> **What this task involves**:
Word for word, copy out the records given below.

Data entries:
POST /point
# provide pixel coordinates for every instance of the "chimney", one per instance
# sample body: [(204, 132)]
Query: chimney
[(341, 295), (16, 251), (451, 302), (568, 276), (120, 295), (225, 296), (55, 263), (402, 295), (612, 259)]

> **Task answer**:
POST /point
# provide pixel coordinates for every instance of the "chimney", one per instance
# sample body: [(204, 132)]
Query: chimney
[(341, 295), (16, 251), (451, 302), (568, 276), (120, 295), (225, 296), (55, 263), (402, 295), (612, 259)]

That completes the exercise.